[Point labeling examples]
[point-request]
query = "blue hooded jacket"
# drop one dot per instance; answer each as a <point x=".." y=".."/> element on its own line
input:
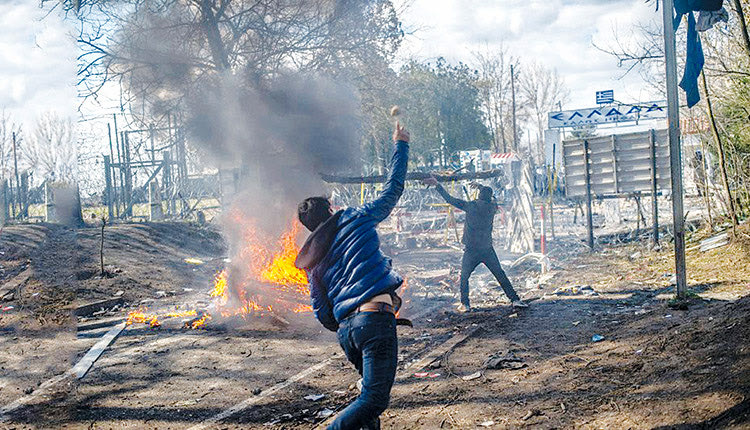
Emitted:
<point x="342" y="257"/>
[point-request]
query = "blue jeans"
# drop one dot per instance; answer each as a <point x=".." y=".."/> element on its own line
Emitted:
<point x="370" y="343"/>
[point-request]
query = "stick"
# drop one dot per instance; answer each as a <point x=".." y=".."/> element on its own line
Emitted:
<point x="411" y="176"/>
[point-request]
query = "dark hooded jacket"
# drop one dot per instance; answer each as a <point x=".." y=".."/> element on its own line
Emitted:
<point x="342" y="257"/>
<point x="480" y="215"/>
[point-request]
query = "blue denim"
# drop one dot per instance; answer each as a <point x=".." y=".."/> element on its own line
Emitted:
<point x="370" y="343"/>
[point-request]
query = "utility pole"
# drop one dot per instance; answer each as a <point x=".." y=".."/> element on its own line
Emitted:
<point x="18" y="180"/>
<point x="675" y="152"/>
<point x="722" y="157"/>
<point x="513" y="96"/>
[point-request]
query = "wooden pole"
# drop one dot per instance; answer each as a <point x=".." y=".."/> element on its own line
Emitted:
<point x="513" y="97"/>
<point x="411" y="176"/>
<point x="108" y="188"/>
<point x="128" y="177"/>
<point x="675" y="151"/>
<point x="706" y="190"/>
<point x="743" y="25"/>
<point x="587" y="176"/>
<point x="722" y="156"/>
<point x="654" y="189"/>
<point x="101" y="247"/>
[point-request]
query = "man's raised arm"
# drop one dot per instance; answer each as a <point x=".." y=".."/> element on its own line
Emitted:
<point x="381" y="207"/>
<point x="461" y="204"/>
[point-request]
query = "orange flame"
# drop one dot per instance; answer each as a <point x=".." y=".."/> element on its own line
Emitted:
<point x="263" y="269"/>
<point x="282" y="271"/>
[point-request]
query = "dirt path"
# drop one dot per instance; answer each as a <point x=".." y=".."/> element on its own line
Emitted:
<point x="655" y="367"/>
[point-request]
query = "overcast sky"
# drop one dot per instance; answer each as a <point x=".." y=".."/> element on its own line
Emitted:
<point x="37" y="57"/>
<point x="556" y="33"/>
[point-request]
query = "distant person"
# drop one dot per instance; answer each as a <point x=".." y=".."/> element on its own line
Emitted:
<point x="353" y="288"/>
<point x="477" y="240"/>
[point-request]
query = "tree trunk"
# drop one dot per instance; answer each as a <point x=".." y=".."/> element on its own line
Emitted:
<point x="722" y="157"/>
<point x="743" y="25"/>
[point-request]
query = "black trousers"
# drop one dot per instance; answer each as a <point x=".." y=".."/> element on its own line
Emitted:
<point x="470" y="261"/>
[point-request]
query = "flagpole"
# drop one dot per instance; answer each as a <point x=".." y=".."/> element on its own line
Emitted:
<point x="675" y="155"/>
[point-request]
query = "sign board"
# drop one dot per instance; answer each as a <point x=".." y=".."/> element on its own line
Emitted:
<point x="479" y="158"/>
<point x="605" y="97"/>
<point x="618" y="164"/>
<point x="607" y="115"/>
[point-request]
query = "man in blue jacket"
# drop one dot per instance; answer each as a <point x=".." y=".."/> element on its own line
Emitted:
<point x="353" y="288"/>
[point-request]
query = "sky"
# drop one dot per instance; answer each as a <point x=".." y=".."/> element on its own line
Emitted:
<point x="38" y="56"/>
<point x="555" y="33"/>
<point x="37" y="62"/>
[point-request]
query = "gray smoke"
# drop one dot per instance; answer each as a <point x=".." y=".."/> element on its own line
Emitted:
<point x="282" y="137"/>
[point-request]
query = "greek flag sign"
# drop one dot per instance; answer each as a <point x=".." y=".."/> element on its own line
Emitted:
<point x="608" y="115"/>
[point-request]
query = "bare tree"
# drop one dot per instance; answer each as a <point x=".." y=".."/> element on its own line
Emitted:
<point x="160" y="51"/>
<point x="7" y="128"/>
<point x="494" y="88"/>
<point x="52" y="149"/>
<point x="541" y="89"/>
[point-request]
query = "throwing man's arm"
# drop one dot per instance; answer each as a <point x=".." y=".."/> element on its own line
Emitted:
<point x="461" y="204"/>
<point x="381" y="207"/>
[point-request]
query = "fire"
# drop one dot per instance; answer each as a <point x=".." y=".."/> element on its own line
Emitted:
<point x="302" y="308"/>
<point x="198" y="323"/>
<point x="140" y="316"/>
<point x="265" y="282"/>
<point x="220" y="286"/>
<point x="281" y="271"/>
<point x="177" y="314"/>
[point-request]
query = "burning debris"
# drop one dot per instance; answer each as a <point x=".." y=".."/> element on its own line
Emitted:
<point x="265" y="284"/>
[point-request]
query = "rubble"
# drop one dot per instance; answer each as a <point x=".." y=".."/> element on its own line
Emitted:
<point x="504" y="360"/>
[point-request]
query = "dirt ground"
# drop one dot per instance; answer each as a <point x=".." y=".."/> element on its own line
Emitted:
<point x="655" y="367"/>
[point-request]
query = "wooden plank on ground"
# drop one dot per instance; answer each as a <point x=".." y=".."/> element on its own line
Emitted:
<point x="98" y="323"/>
<point x="439" y="351"/>
<point x="89" y="309"/>
<point x="264" y="394"/>
<point x="78" y="371"/>
<point x="83" y="366"/>
<point x="13" y="285"/>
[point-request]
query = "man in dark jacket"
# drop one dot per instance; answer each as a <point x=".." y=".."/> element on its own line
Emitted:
<point x="477" y="240"/>
<point x="353" y="287"/>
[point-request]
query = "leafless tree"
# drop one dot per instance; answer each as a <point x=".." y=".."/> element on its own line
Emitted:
<point x="52" y="149"/>
<point x="541" y="89"/>
<point x="494" y="86"/>
<point x="7" y="128"/>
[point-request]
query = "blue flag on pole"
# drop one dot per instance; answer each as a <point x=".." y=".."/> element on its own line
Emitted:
<point x="694" y="58"/>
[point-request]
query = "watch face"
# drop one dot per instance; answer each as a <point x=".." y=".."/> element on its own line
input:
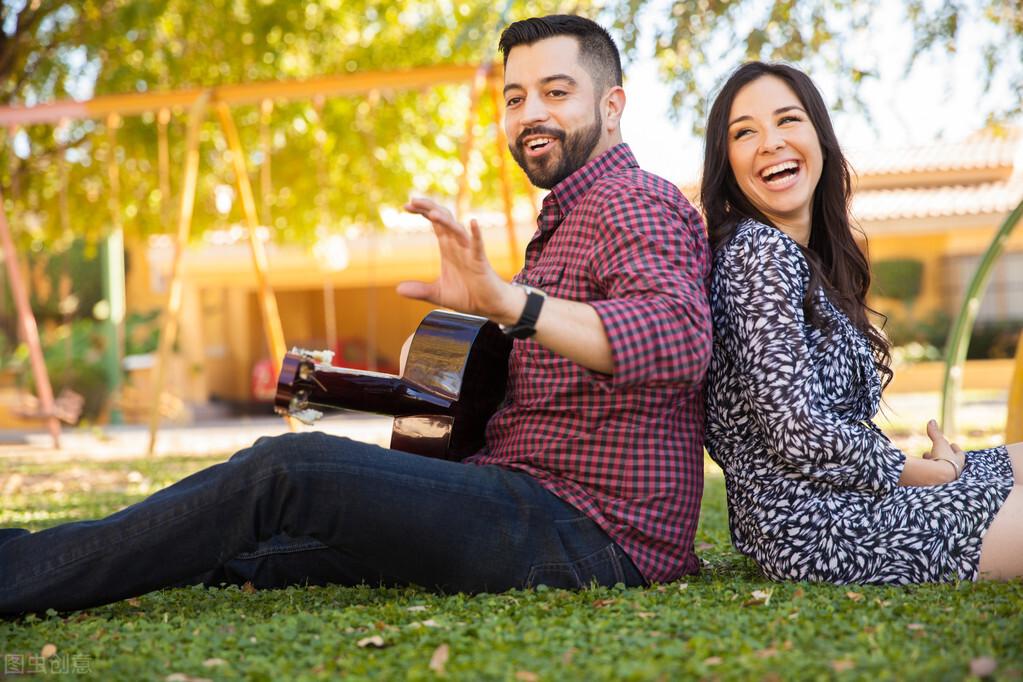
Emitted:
<point x="521" y="332"/>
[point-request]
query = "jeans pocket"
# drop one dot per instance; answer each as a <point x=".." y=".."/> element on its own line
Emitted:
<point x="603" y="567"/>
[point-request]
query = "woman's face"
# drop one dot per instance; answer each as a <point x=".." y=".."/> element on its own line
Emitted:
<point x="774" y="153"/>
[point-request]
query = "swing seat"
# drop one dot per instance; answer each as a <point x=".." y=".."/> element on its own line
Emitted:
<point x="67" y="407"/>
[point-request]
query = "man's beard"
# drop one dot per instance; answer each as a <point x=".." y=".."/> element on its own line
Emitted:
<point x="576" y="148"/>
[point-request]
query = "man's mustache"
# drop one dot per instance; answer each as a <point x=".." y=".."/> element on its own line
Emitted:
<point x="540" y="130"/>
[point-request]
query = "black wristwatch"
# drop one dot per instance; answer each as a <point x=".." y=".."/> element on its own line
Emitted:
<point x="526" y="326"/>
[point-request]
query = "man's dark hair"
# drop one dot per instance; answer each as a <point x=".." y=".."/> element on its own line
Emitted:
<point x="597" y="51"/>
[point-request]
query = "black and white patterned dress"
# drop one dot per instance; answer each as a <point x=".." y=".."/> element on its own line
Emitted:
<point x="811" y="483"/>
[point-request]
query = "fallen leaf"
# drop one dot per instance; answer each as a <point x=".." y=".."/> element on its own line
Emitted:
<point x="439" y="660"/>
<point x="430" y="623"/>
<point x="843" y="665"/>
<point x="375" y="641"/>
<point x="983" y="667"/>
<point x="760" y="597"/>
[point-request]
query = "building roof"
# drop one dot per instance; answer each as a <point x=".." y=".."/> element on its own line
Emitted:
<point x="989" y="148"/>
<point x="936" y="201"/>
<point x="981" y="175"/>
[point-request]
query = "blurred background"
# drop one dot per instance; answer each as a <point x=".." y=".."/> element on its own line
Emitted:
<point x="926" y="95"/>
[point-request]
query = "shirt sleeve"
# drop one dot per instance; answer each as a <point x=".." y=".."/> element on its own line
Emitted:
<point x="763" y="278"/>
<point x="652" y="260"/>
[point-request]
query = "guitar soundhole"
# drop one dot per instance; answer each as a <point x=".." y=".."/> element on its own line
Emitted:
<point x="427" y="436"/>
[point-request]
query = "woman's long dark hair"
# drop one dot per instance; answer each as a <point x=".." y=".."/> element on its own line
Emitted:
<point x="837" y="264"/>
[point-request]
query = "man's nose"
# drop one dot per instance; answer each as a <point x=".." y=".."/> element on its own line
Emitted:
<point x="534" y="111"/>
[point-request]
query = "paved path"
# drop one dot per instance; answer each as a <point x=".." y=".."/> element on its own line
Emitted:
<point x="904" y="416"/>
<point x="130" y="442"/>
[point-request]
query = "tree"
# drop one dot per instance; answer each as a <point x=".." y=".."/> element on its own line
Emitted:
<point x="701" y="41"/>
<point x="335" y="163"/>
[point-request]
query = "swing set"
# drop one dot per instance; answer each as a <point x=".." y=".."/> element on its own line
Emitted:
<point x="482" y="80"/>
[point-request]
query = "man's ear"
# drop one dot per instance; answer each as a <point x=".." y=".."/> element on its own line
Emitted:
<point x="613" y="107"/>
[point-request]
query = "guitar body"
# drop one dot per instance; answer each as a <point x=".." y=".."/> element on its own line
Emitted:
<point x="453" y="380"/>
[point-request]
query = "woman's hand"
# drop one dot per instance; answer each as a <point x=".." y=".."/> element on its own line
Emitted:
<point x="942" y="450"/>
<point x="942" y="464"/>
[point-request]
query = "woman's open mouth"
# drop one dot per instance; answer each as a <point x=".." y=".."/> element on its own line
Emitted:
<point x="781" y="176"/>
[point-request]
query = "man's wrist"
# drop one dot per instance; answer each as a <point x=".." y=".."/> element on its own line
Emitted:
<point x="513" y="308"/>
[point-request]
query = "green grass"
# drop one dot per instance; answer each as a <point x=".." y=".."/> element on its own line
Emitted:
<point x="710" y="627"/>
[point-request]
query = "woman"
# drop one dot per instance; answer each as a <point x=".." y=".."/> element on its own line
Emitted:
<point x="815" y="491"/>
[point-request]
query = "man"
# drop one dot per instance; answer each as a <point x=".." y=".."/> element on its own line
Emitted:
<point x="592" y="466"/>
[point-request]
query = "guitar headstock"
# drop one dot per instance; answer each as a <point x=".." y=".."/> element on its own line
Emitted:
<point x="299" y="368"/>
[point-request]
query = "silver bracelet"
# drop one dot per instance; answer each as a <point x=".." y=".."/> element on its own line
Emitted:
<point x="955" y="466"/>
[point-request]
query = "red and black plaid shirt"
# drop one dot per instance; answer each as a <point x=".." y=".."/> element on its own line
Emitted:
<point x="625" y="449"/>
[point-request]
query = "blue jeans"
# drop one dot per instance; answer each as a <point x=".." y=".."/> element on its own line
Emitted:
<point x="314" y="509"/>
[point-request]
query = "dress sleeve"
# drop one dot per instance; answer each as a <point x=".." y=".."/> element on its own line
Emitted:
<point x="653" y="263"/>
<point x="763" y="277"/>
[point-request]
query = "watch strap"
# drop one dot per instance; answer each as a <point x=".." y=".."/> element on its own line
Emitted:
<point x="526" y="326"/>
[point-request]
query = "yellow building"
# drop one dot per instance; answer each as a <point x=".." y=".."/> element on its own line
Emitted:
<point x="939" y="205"/>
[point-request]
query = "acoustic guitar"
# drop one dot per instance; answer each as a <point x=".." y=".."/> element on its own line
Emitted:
<point x="453" y="380"/>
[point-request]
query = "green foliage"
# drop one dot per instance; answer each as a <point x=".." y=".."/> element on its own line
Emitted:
<point x="728" y="623"/>
<point x="699" y="42"/>
<point x="74" y="355"/>
<point x="899" y="278"/>
<point x="331" y="167"/>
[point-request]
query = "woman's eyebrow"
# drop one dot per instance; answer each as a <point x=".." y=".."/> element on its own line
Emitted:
<point x="775" y="112"/>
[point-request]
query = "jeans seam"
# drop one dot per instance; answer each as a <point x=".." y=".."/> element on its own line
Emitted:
<point x="290" y="549"/>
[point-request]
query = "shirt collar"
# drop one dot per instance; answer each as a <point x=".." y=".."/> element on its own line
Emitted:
<point x="568" y="192"/>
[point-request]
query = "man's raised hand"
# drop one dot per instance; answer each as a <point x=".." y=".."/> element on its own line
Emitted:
<point x="466" y="283"/>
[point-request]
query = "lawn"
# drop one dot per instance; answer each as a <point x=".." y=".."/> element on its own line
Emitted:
<point x="727" y="623"/>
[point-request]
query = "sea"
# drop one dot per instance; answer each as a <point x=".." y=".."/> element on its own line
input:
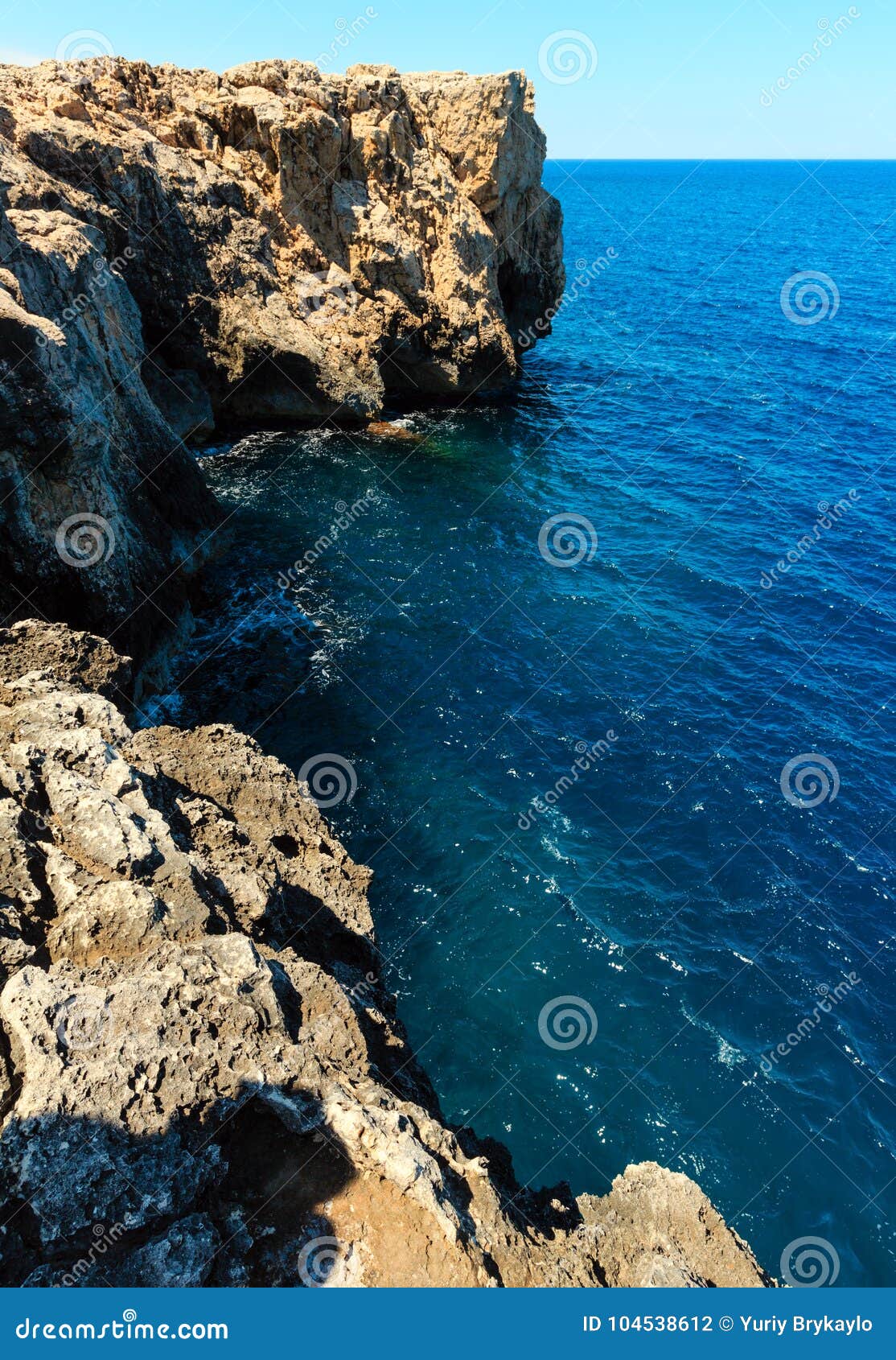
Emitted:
<point x="597" y="676"/>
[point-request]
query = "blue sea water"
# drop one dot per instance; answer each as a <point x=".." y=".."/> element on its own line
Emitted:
<point x="695" y="422"/>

◆ What you have to do: Copy out every line above that contains the string "hair", treating uppercase and lowercase as distinct.

◆ Worked solution:
query = "man's dark hair"
query = "woman's long dark hair"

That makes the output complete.